"Para os que têm o culto se si mesmo, as convicções substituem e fé."
George Braque
Meu interesse pela pintura se manifestou muito cedo. Aos 11 anos pintei
meu primeiro quadro a óleo. Como em casa tínhamos uma boa biblioteca vi
muitas reproduções de bons artistas. Analisava-as minuciosamente. Mais
tarde comecei a ler alguns escritos desses próprios artistas que
estudara, entre eles o Tratado da Pintura
de Leonardo da Vinci e os pensamentos de Braque que muito me marcaram.
Assim me habituei a consultar as fontes primárias. Como nossa casa era
frequentada por muitos artista e críticos (Pancetti, Santa Rosa, Iberê
Gamargo, Flávio de Aquino e muitos outros) mostrava meus trabalhos e
comentava os livros que lia e era bem orientado. Em 1956 viajei para
Paris e nas visitas ao Louvre me deparei com Poussin, Cézanne.
Em 1967 pintei meu primeiro formulário. Assim dei início a meu projeto
plástico. Pensei em ir além de um olhar contemplativo. Pensei bem mais
em uma lógica que me levasse a questões mais conceituais. Os formulários
se desdobraram nas naturezas mortas. Nessas procurei investigar espaços
plásticos menos representativo. Nessas também dei início ao estudo das
cores. Passei a me interessar bastante pelas harmonias assonantes como
eram definidas pelas teorias cromáticas baseadas em um círculo cromático
que considerasse as cores primárias e secundárias, etc. Como estava
interessado em investigar espaços mais conceituais que representativos
percebi que tinha que estudar mais os coloridos que as cores. Ou seja,
estudar mais a lógica dos coloridos. Entendi a observação de Sêneca que
diz que em cada dez pintores apenas um é colorista. E percebi que hoej
se pensa muita mais em cada cor do que propriamente nos coloridos.

• [TAREFAS PROPOSTAS]:
1. Reescreva o relato do pintor sobre sua trajetória entre "Assim me habituei" e "com Poussin, Cézanne.", inclusive, trocando "Paris" por "Londres".
2. Prossiga com o relato do pintor sobre sua trajetória a partir do ponto em que ele se encerra.
As linhas apresentadas não têm qualquer papel neste trabalho.

• [MATERIAL FORNECIDO]:
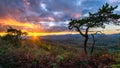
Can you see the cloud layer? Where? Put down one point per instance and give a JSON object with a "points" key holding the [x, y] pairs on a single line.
{"points": [[50, 15]]}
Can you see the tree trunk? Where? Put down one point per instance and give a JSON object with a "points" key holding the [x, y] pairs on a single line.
{"points": [[85, 44], [93, 38]]}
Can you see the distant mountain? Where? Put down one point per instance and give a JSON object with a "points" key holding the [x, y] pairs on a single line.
{"points": [[77, 40]]}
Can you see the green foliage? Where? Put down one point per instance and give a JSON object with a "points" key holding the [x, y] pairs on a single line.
{"points": [[14, 36], [103, 16]]}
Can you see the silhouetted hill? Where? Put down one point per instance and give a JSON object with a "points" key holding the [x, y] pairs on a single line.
{"points": [[108, 41]]}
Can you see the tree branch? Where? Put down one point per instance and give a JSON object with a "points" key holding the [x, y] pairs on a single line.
{"points": [[78, 29]]}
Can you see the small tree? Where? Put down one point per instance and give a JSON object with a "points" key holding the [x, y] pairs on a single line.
{"points": [[14, 36], [104, 16]]}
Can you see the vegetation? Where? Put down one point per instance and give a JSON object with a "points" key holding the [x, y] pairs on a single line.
{"points": [[14, 36], [103, 16], [37, 53]]}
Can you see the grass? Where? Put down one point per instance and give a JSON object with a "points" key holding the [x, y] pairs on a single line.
{"points": [[35, 54]]}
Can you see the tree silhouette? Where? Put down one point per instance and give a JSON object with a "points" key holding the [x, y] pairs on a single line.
{"points": [[14, 36], [103, 16]]}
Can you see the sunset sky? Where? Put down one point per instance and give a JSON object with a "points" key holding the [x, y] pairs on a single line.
{"points": [[49, 16]]}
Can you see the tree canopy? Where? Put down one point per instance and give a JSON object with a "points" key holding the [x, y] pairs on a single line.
{"points": [[103, 16]]}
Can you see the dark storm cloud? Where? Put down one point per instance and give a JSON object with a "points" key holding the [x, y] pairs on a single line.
{"points": [[35, 11]]}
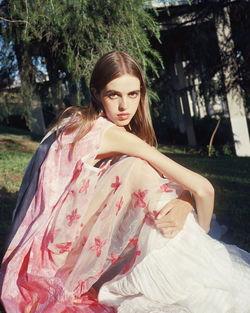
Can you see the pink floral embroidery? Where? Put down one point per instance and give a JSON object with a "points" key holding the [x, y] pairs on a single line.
{"points": [[140, 195], [85, 238], [77, 171], [133, 242], [147, 220], [116, 184], [52, 234], [85, 187], [113, 258], [164, 188], [69, 195], [101, 272], [64, 247], [155, 213], [73, 217], [80, 288], [126, 269], [119, 205], [98, 246]]}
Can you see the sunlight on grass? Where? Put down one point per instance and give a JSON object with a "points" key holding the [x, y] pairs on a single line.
{"points": [[229, 175]]}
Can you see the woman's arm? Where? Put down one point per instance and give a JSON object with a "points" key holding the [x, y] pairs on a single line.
{"points": [[117, 140]]}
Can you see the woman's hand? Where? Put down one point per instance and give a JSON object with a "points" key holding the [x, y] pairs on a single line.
{"points": [[172, 216]]}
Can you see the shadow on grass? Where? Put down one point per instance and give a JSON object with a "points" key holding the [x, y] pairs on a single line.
{"points": [[19, 132], [8, 202]]}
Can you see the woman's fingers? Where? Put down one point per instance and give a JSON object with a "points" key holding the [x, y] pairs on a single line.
{"points": [[164, 211], [169, 232]]}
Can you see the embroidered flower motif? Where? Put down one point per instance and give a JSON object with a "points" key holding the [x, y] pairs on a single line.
{"points": [[73, 217], [113, 258], [164, 188], [101, 272], [85, 187], [80, 288], [64, 247], [119, 205], [69, 195], [147, 220], [140, 195], [155, 213], [85, 238], [116, 184], [98, 246], [126, 269], [133, 242]]}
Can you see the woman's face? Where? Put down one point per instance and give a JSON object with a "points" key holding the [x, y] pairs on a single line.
{"points": [[120, 99]]}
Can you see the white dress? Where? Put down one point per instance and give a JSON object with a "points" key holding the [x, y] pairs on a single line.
{"points": [[86, 224], [191, 273]]}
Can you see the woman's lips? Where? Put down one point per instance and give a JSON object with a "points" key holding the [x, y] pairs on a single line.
{"points": [[123, 116]]}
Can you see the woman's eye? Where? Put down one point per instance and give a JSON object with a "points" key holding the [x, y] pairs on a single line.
{"points": [[133, 94], [113, 96]]}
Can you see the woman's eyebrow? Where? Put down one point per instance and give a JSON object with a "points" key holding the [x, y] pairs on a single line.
{"points": [[116, 91]]}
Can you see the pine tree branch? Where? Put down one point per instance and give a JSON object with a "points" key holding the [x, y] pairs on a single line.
{"points": [[13, 21]]}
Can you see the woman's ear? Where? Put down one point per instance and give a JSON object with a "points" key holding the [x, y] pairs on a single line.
{"points": [[95, 94]]}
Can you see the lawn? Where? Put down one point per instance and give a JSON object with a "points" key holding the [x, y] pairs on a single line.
{"points": [[229, 175]]}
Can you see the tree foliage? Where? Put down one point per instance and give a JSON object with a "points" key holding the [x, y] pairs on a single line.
{"points": [[69, 36]]}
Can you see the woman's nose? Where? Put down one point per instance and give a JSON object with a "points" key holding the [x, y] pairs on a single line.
{"points": [[123, 104]]}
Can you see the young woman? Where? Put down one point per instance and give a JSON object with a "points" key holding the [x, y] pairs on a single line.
{"points": [[108, 212]]}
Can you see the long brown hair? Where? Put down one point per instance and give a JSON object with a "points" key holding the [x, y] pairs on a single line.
{"points": [[110, 66]]}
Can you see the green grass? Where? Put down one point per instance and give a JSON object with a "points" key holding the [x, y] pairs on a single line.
{"points": [[229, 175]]}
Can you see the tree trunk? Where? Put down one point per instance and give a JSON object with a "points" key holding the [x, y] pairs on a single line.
{"points": [[31, 98], [233, 91], [182, 85], [55, 84]]}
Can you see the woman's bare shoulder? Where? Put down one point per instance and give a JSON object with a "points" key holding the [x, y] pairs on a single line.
{"points": [[117, 139]]}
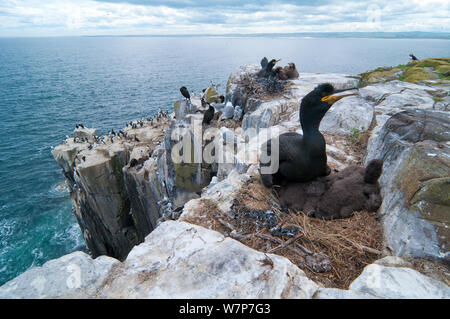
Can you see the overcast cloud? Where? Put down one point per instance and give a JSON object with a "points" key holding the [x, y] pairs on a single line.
{"points": [[109, 17]]}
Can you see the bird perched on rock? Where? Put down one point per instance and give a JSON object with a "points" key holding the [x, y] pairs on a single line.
{"points": [[413, 57], [185, 92], [286, 73], [291, 71], [268, 70], [209, 115], [301, 158], [264, 63], [338, 195]]}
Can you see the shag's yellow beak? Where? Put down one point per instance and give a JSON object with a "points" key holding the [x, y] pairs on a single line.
{"points": [[331, 99]]}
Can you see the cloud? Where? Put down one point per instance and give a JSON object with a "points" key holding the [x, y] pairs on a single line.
{"points": [[89, 17]]}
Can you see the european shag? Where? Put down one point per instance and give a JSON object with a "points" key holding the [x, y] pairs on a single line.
{"points": [[264, 63], [303, 157], [185, 92]]}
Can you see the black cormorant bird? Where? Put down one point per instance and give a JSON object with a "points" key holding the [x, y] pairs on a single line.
{"points": [[264, 63], [185, 92], [270, 65], [303, 157], [209, 115]]}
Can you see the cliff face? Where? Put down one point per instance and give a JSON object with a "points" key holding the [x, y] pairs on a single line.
{"points": [[118, 202], [109, 197]]}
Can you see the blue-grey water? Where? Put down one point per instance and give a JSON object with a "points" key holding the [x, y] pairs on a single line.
{"points": [[49, 84]]}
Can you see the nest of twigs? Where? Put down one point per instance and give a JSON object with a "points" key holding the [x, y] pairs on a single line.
{"points": [[332, 253], [264, 88]]}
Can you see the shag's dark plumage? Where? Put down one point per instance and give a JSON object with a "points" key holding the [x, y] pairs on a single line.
{"points": [[338, 195], [270, 65], [286, 73], [185, 92], [302, 157], [264, 63], [209, 115]]}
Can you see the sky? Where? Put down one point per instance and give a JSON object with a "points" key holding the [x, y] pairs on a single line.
{"points": [[173, 17]]}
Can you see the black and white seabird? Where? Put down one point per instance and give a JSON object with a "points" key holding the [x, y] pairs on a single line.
{"points": [[209, 115]]}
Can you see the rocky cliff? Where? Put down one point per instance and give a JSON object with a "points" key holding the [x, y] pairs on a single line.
{"points": [[125, 190]]}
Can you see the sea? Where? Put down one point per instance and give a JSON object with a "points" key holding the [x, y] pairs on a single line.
{"points": [[47, 85]]}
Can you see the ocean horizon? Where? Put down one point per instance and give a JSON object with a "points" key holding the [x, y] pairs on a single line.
{"points": [[49, 84]]}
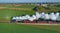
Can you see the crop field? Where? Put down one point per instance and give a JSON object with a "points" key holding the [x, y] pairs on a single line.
{"points": [[24, 28], [8, 11]]}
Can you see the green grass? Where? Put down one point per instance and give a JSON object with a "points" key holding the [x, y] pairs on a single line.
{"points": [[7, 13], [20, 28]]}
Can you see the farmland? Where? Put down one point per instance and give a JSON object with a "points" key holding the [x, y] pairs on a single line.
{"points": [[22, 28], [9, 10]]}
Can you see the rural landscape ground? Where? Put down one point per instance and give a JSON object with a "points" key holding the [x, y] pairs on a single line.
{"points": [[26, 28], [7, 11]]}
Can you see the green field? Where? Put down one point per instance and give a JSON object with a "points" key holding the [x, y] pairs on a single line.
{"points": [[22, 28], [9, 10]]}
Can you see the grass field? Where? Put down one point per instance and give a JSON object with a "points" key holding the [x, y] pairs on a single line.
{"points": [[8, 11], [22, 28]]}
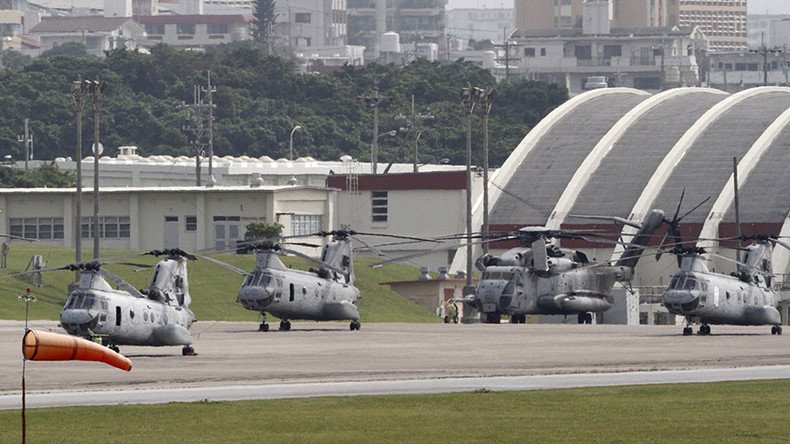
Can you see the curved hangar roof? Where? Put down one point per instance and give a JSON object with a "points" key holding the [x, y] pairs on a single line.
{"points": [[621, 152]]}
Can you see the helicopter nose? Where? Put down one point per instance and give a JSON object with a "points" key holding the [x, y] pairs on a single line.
{"points": [[254, 297], [681, 301]]}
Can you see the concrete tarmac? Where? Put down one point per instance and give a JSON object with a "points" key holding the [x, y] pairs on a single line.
{"points": [[236, 354]]}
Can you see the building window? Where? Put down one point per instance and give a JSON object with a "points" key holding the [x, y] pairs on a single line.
{"points": [[154, 28], [226, 232], [191, 223], [610, 51], [43, 228], [379, 205], [214, 28], [110, 227], [185, 28], [302, 224], [583, 52]]}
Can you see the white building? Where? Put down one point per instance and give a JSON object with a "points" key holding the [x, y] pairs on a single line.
{"points": [[191, 218], [425, 205]]}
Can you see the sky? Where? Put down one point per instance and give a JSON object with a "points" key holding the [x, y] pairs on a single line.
{"points": [[755, 6]]}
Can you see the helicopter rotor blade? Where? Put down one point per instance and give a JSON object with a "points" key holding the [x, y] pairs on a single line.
{"points": [[313, 260], [435, 250], [121, 283], [616, 219], [225, 265]]}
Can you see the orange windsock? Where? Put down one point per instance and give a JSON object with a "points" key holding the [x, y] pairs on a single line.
{"points": [[46, 346]]}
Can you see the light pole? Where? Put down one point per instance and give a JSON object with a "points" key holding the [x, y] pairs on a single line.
{"points": [[486, 99], [469, 100], [96, 91], [291, 143], [80, 89]]}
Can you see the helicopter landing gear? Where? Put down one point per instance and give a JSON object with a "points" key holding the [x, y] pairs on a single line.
{"points": [[493, 318]]}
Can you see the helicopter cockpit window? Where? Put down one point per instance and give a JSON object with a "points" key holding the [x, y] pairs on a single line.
{"points": [[684, 282]]}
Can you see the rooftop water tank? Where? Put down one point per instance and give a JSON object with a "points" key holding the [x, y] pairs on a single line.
{"points": [[390, 42]]}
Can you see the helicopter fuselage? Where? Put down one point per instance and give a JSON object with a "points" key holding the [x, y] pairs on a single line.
{"points": [[568, 287], [158, 317], [296, 294], [713, 298], [125, 319]]}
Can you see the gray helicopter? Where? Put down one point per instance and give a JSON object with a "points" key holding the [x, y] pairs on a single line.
{"points": [[156, 316], [746, 297], [325, 292], [540, 278]]}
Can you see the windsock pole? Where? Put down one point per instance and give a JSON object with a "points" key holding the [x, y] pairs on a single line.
{"points": [[28, 298]]}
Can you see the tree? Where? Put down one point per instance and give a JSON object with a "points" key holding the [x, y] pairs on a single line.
{"points": [[263, 19], [262, 231], [47, 175]]}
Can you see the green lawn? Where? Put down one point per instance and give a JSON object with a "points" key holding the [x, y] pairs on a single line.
{"points": [[212, 287], [752, 411]]}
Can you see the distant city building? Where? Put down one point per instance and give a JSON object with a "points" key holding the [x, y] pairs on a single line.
{"points": [[722, 21], [195, 31], [641, 58], [415, 21], [480, 24], [304, 24], [97, 33], [735, 71], [772, 31]]}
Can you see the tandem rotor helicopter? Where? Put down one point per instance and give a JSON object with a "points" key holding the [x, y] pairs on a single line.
{"points": [[326, 292], [156, 316]]}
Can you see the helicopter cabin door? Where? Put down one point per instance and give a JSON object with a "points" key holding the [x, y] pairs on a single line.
{"points": [[171, 232]]}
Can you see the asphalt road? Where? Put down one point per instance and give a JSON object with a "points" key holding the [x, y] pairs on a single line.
{"points": [[235, 361]]}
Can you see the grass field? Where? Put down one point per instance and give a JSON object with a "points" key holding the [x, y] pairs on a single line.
{"points": [[212, 287], [751, 411]]}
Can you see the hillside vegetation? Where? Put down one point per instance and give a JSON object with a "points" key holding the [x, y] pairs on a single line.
{"points": [[213, 288], [258, 101]]}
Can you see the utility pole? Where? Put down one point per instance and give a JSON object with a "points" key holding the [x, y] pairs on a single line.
{"points": [[506, 45], [96, 88], [209, 90], [197, 128], [413, 124], [486, 100], [469, 100], [79, 90], [28, 141], [373, 101]]}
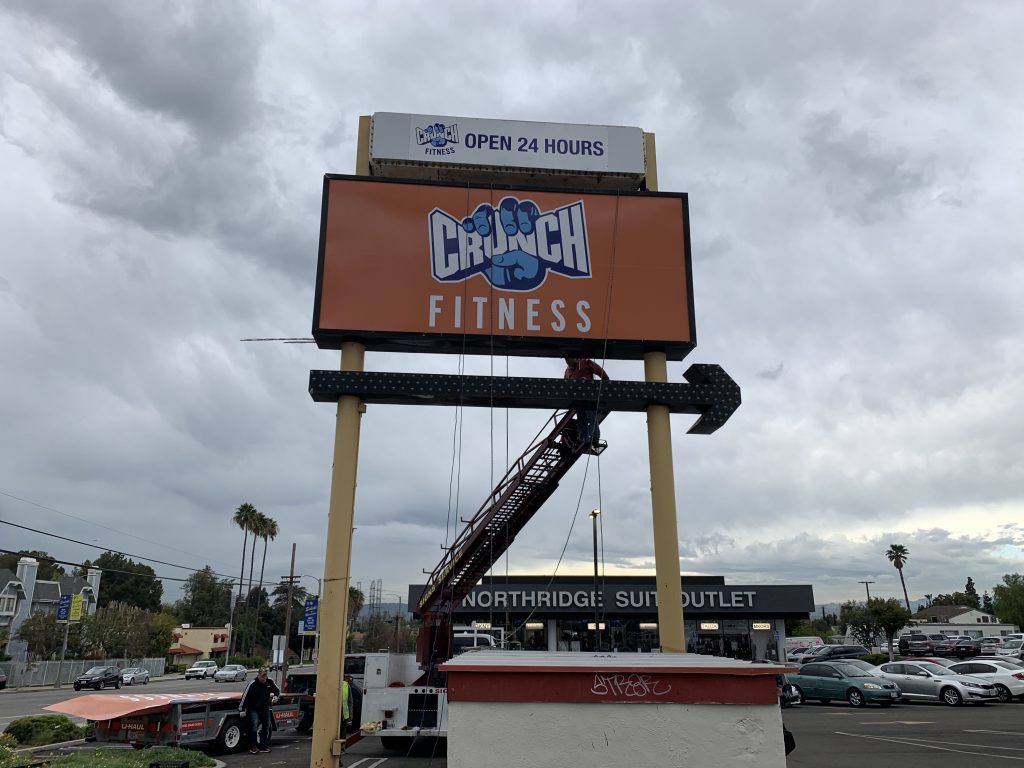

• [RESPOSTAS ÀS TAREFAS]:
1.
Assim me habituei a consultar as fontes primárias. Como nossa casa era
frequentada por muitos artista e críticos (Pancetti, Santa Rosa, Iberê
Gamargo, Flávio de Aquino e muitos outros) mostrava meus trabalhos e
comentava os livros que lia e era bem orientado. Em 1956 viajei para
Londres e nas visitas ao Louvre me deparei com Poussin, Cézanne.

2.
Reli o Tratado da Pintura do Leonardo da Vinci. Percebi que suas
observações sobre as seis (e não quatro, como alguns teóricos
afirmamcores simples podiam me levar aos coloridos na medida em que ele
se referia muito mais a esses do o que a cada cor em si. Para Leonardo
essas cores tinham uma ordem que nos permitia as passagens das luzes
para as sombras. Percebi também que as minhas convicções começaram a se
abalar. Descartei, então, o círculo cromático absoluto. As harmonias
assonantes me levaram a investigar o rompimento do tom. Consegui
redefini-lo não mais como misturar pigmentares, o que me levou, em 1967,
a descobrir o cinza sempiterno. Passei a compreender melhor a frase de
Cézanne na qual ele afirma que somente um cinza reina na natureza.
Entretanto a frase do Leonardo sobre o serpenteamento era para mim ainda
incompreensível. Debruçei-me sobre ela. Somente nesses últimos anos
percebi a relação entre o cinza sempiterno e o serpenteamento. Hoje já
não tenho convicção de nada. Elas foram substituídas pela fé. Quanto
mais sinto que me aproximo do cinza sempiterno, mais sinto que dele me
afasto. Afinal ele é inacessível. A dúvida se instala. Agora penso no
mito da caverna de Platão. E, entre outros, nos seguintes pensamentos de
Braque. “A verdade existe, inventa-se somente a mentira.” “Explicar uma
coisa é substituir a coisa pela explicação.” E penso também na
complexidade da arte contemporânea.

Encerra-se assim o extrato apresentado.